PASSAGE
################

Sam Quealy does not simply walk on stage – she lands there, like a glitching pop alien in heels too high to be practical and charisma too big for the room. An Australian pop icon now based in Paris, she fuses disco, electronic music and futuristic glamour into something that feels tailor‑made for queer nightlife: high‑camp, hyper‑feminine, emotionally charged and a little bit dangerous.
A jawbreaker in pop form
Her second album, JAWBREAKER, takes its name from the cult candy – and the metaphor fits. Like the sweet, Quealy’s music is glossy, colourful and instantly addictive, but there’s a hardness underneath, a bite that keeps everything from becoming too smooth. Where her first record Blonde Venus (2023) explored explosive techno‑pop and underground experimentation, JAWBREAKER pushes her into a brighter, more luxurious dance‑pop universe.
The songs layer lush disco grooves with airy, celestial melodies, capturing the chaotic energy of the world around her without losing a sense of joy. Quealy is constantly walking a tightrope between sensitivity and subversion, excess and precision, which is exactly why her work resonates so strongly with LGBTQ+ listeners who live in that same tension every day.
Crafted between home studio and legend
Created with her long‑time collaborator Marlon Magnée (co‑founder of French band La Femme), JAWBREAKER was born somewhere between DIY intimacy and mythic history. Parts of the album were built in their home studio, others at the legendary Studio Ferber in Paris, where Serge Gainsbourg recorded in the 1970s.
This time, Quealy leaned hard into live instrumentation to carve out a more sumptuous, radiant sound. If Blonde Venus felt like discovering a secret rave in a basement, JAWBREAKER is more like walking into a neon‑lit ballroom filled with mirrors, strings, and synths that glow. She has described her debut as a space of pure experimentation, niche and underground; with this new record, she keeps that rebellious DNA but wraps it in something bigger, more cinematic.
A drag‑coded, hyper‑femme stage animal
On stage, Sam Quealy becomes a kind of pop cyborg: part masculine energy, part drag‑level hyper‑femininity. She has said that her performance persona feels like a caricature of womanhood – full of wigs, towering heels and exaggerated gestures – but beneath the excess there is a very real, very sincere presence.

################

REQUIRED TASKS
(1) Could you copy everything in the Sam Quealy profile from "Sam Quealy does" down to "luxurious dance‑pop universe."?
(2) What are all the section headings in the Sam Quealy profile?
(3) Can you go on with the Sam Quealy profile, picking up after its final sentence?

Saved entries
################

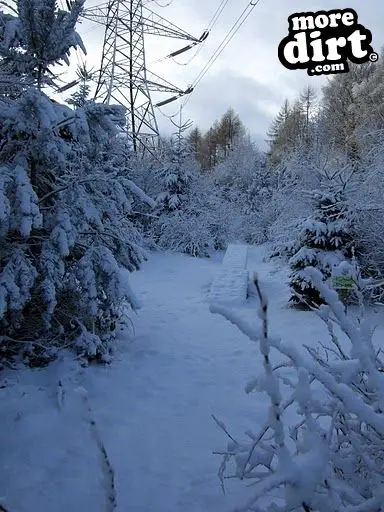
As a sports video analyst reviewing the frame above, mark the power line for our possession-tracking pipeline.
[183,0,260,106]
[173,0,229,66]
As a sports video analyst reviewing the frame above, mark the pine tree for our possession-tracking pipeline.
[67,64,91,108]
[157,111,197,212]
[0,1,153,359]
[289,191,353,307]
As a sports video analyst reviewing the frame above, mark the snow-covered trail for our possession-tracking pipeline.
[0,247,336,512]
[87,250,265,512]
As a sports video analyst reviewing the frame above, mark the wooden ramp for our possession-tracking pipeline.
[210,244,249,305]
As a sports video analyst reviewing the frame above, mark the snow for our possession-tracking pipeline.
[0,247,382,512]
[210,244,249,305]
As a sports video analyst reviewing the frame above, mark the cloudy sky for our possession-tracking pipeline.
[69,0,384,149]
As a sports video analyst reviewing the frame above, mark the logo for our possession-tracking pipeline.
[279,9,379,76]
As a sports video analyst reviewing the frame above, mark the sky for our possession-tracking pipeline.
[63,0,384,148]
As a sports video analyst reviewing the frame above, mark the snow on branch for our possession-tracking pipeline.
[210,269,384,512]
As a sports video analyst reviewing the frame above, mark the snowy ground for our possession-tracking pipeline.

################

ANSWERS FOR THIS EXERCISE
(1)
Sam Quealy does not simply walk on stage – she lands there, like a glitching pop alien in heels too high to be practical and charisma too big for the room. An Australian pop icon now based in Paris, she fuses disco, electronic music and futuristic glamour into something that feels tailor‑made for queer nightlife: high‑camp, hyper‑feminine, emotionally charged and a little bit dangerous.
A jawbreaker in pop form
Her second album, JAWBREAKER, takes its name from the cult candy – and the metaphor fits. Like the sweet, Quealy’s music is glossy, colourful and instantly addictive, but there’s a hardness underneath, a bite that keeps everything from becoming too smooth. Where her first record Blonde Venus (2023) explored explosive techno‑pop and underground experimentation, JAWBREAKER pushes her into a brighter, more luxurious dance‑pop universe.

(2)
A jawbreaker in pop form
Crafted between home studio and legend
A drag‑coded, hyper‑femme stage animal

(3)
It’s a combination many queer and trans fans recognise instantly. The way she occupies that “too much” space, turning it into power instead of shame, speaks to the same impulse that has always animated queer performance and drag: the right to exaggerate, to play, to be unreal in order to get closer to something emotionally true. Her shows are not just concerts; they’re a kind of permission slip to be loud, glamorous and vulnerable all at once.
Songs of desire, chaos and self‑invention
At the heart of Quealy’s work are songs about desire, passion and self‑assertion. She doesn’t pretend to have neat answers to the chaos she sings about, but she does insist on the right to feel everything – and to dance through it. That insistence makes her especially compelling for LGBTQ+ audiences, who are used to navigating worlds that demand we shrink ourselves.
In JAWBREAKER, the collision of glossy production and emotional intensity mirrors the way many queer people build themselves: layering beauty and armour, softness and sharp edges, humour and pain. Sam Quealy turns that process into sound and movement, giving us a heroine who is both pop fantasy and deeply human.

If you’re going to see her at Botanique
Catching Sam Quealy live at Botanique on Wednesday, 25 February 2026, is stepping into her universe for real: doors open at 19:30, but the transformation starts much earlier, in the way the crowd dresses, gathers and anticipates. Expect a show that feels part club night, part drag revue, part sci‑fi opera – and don’t be surprised if you walk out feeling a little bolder, a little shinier, and a lot more in love with your own chaos.